**The task**:
Please give back every entry in full, word for word, but none of the pictures.

Referring expression pointing data
________________________________________
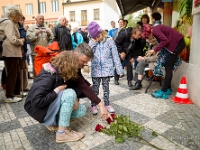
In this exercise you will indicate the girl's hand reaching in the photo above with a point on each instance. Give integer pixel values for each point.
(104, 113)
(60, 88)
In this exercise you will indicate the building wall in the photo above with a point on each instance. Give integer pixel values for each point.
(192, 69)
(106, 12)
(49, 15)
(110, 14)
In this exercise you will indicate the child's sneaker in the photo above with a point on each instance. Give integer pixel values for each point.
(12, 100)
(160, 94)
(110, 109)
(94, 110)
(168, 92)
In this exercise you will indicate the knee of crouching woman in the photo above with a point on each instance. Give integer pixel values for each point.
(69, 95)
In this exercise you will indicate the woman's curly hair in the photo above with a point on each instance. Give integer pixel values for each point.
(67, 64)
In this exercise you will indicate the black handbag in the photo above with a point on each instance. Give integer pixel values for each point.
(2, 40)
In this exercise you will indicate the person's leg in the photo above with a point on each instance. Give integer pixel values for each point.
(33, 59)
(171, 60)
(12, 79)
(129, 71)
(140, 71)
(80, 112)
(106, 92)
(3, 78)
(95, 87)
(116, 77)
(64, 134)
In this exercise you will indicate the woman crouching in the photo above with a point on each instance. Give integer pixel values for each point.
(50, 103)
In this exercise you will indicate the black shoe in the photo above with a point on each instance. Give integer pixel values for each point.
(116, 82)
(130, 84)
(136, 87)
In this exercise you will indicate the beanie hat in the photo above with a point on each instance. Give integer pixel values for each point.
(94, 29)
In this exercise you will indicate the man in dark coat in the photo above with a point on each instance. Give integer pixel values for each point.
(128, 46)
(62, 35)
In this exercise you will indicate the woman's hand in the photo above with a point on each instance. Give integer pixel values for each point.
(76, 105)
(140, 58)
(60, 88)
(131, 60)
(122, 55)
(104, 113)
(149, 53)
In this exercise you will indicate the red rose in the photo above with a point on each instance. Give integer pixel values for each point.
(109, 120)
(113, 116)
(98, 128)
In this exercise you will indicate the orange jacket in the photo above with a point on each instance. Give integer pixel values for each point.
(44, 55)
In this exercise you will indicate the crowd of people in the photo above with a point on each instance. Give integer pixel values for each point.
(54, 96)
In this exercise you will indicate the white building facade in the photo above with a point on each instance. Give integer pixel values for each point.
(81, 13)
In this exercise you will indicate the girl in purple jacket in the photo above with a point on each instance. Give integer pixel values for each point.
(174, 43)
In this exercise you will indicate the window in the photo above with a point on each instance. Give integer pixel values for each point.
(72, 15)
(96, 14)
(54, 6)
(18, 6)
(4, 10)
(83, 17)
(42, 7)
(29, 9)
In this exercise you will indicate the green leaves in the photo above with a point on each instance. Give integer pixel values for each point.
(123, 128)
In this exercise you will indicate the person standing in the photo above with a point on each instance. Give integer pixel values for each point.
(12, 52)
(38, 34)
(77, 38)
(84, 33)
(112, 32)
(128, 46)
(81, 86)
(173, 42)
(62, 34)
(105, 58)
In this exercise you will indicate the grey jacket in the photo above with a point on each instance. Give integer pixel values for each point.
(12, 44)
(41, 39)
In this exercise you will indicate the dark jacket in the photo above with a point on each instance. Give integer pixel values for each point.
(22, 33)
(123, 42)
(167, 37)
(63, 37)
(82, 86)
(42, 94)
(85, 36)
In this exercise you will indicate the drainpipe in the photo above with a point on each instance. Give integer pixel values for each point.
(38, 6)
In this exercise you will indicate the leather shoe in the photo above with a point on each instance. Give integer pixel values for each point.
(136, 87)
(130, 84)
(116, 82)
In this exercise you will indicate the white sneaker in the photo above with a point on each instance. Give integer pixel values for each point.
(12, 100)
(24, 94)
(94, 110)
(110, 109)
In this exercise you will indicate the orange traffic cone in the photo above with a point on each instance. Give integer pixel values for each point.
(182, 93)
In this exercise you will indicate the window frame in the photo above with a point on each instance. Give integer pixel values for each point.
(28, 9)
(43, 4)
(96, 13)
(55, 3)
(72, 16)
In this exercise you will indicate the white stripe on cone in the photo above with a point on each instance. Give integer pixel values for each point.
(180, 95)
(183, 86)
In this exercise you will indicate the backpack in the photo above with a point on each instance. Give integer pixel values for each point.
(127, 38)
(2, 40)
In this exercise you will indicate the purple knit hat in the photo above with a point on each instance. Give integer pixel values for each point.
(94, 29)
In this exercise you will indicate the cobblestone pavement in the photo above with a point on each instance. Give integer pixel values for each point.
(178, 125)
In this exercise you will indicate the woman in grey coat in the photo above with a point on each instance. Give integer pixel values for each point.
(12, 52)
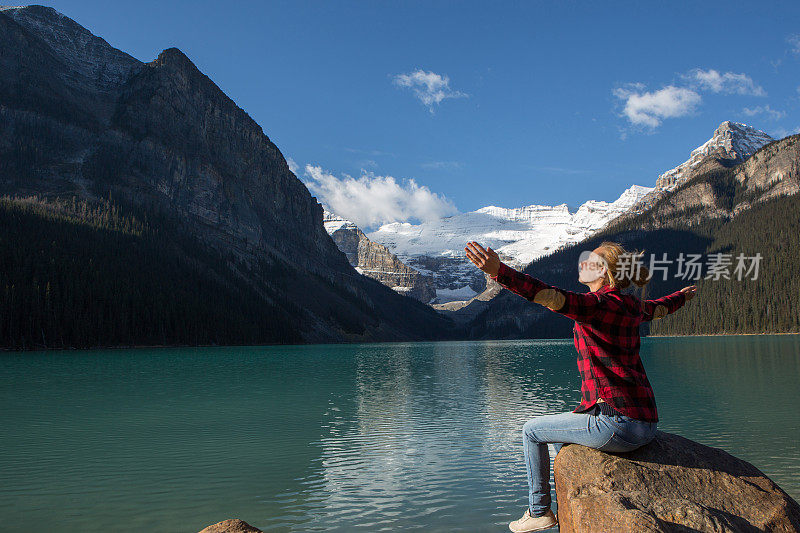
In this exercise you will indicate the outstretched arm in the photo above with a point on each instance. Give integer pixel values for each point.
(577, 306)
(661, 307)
________________________________________
**Result of this task**:
In this exercise you will indicate the girl's hand reaching in the photo above with a point on each instance. Give integer pixel values for each point.
(104, 113)
(60, 88)
In this exercise you will indicate the building wall in the photo above with a point on each instance. Give integer pixel values for each point.
(192, 69)
(106, 12)
(49, 15)
(110, 14)
In this exercise you will indicate the child's sneaker in the photo above with a point on each instance. Give integer pixel values for each point.
(12, 100)
(160, 94)
(110, 109)
(94, 110)
(168, 92)
In this exercise you will indicate the knee of crouching woman in the photo above with a point on each instance. Give integer pixel values for each point.
(69, 95)
In this exercise you will indicate the woman's curly hair in the photo above with a point on each instance. Give integer pixel values for each point.
(67, 64)
In this exercise you will indicate the black handbag in the photo above with a point on each instance. Give integer pixel values for each point.
(2, 40)
In this exercise you will indicate the person's leg in the photo above with a point on each instance. Give integer pixel values for each point.
(33, 59)
(171, 60)
(12, 79)
(129, 71)
(140, 71)
(80, 112)
(106, 92)
(3, 78)
(95, 87)
(116, 77)
(64, 134)
In this exercise you will indicate the woman crouching in the photo above with a point on each instance. Give integer pixel values for each point.
(50, 103)
In this exercise you will indicate the black shoe in the photo above with a point on each instance. Give integer pixel values for each point.
(116, 82)
(130, 84)
(136, 87)
In this exercise you will indicate the beanie hat in the photo above with a point on each instance. Give integer pixel values for each point.
(94, 29)
In this exercise you will indicate the man in dark coat in the photo above with a point on each instance. Give integer pixel values for each point.
(128, 46)
(62, 35)
In this exercise you will indicate the woman's hand in the photo above with a point on each instance. Give integer pixel values for each point.
(76, 105)
(140, 58)
(60, 88)
(131, 60)
(122, 55)
(104, 113)
(149, 53)
In this exercise you will indicate the red rose in the photo above with a point on each instance. Give integer pixel values for each point.
(109, 120)
(113, 116)
(98, 128)
In this exercise you will indicate the orange jacket in the photo above with a point on each instance. Give integer pixel values for each point.
(44, 55)
In this exercise you will indicate the crowd of people in the photo above with a point on each instance. Give integer pixel values for each point.
(54, 96)
In this exercise you will indicate the white building facade in the photo above with a point on each instance. Give integer pixel values for each point.
(81, 13)
In this exercise you will indicate the girl in purple jacket in the photo above with a point on each instance. Give integer pixel values for each point.
(174, 43)
In this exercise you will indicate the window in the photo above with a point on each instance. Give integer pixel values for each point.
(72, 15)
(96, 14)
(54, 6)
(18, 6)
(4, 10)
(83, 17)
(42, 7)
(29, 9)
In this exercise you will indicate the green leaves in the photo above with a point on each instance. Give integer pixel values for each point.
(123, 128)
In this exercise you will indicate the person standing in the photo above with a point on each instance. Give integer pixel values for each point.
(12, 52)
(38, 34)
(77, 38)
(84, 33)
(112, 32)
(128, 46)
(81, 86)
(173, 42)
(62, 34)
(105, 58)
In this exercise you will indicate the grey jacket in the photo above with a point on each instance. Give integer pixel values for each point.
(12, 44)
(41, 39)
In this exercise you will indicate the dark jacket in the photo above with a point on each instance. Give integer pixel values for each point.
(22, 33)
(123, 42)
(167, 37)
(63, 37)
(82, 86)
(42, 94)
(85, 36)
In this exercise you will indicate the drainpipe in the photo above with a point on each instance. Give integer pixel values for each point.
(38, 6)
In this exercise you will indicate the leather shoe in the photo above with a point on each instance. Give integer pixel values for each point.
(136, 87)
(130, 84)
(116, 82)
In this exercise you will indicate the white sneaker in the photo above with a point on each instance. Give integer pixel values for each point.
(12, 100)
(24, 94)
(94, 110)
(110, 109)
In this exercise you will indicate the orange traffic cone in the photo above with a point on each instance. Give integer pixel values for each point.
(182, 93)
In this exercise you will indicate the window frame in the photo above with a point on each instance. Give integer pixel values for each point.
(28, 9)
(43, 4)
(96, 13)
(55, 3)
(72, 16)
In this exercise you will indicate the white stripe on cone in the photo above with a point on each instance. Give integer pixel values for each point.
(180, 95)
(183, 86)
In this exercise you will indicate the backpack in the photo above with a point on each instance. Give integer pixel values for each point.
(127, 38)
(2, 40)
In this exercise you will indicate the purple knit hat in the photo above with a point on each instance. Give integer pixel values for each point.
(94, 29)
In this exercise you will indicate the cobblestone pavement in the photo above with a point on each instance. Give integer pixel values for each point.
(178, 125)
In this exercise you will indicate the woman in grey coat in the photo above with a point on each instance. Give integer pixel values for each point.
(12, 52)
In this exercise you will indicate the outstretched arm in the photo above with a point on each instance. Give integer pixel values for each point.
(577, 306)
(661, 307)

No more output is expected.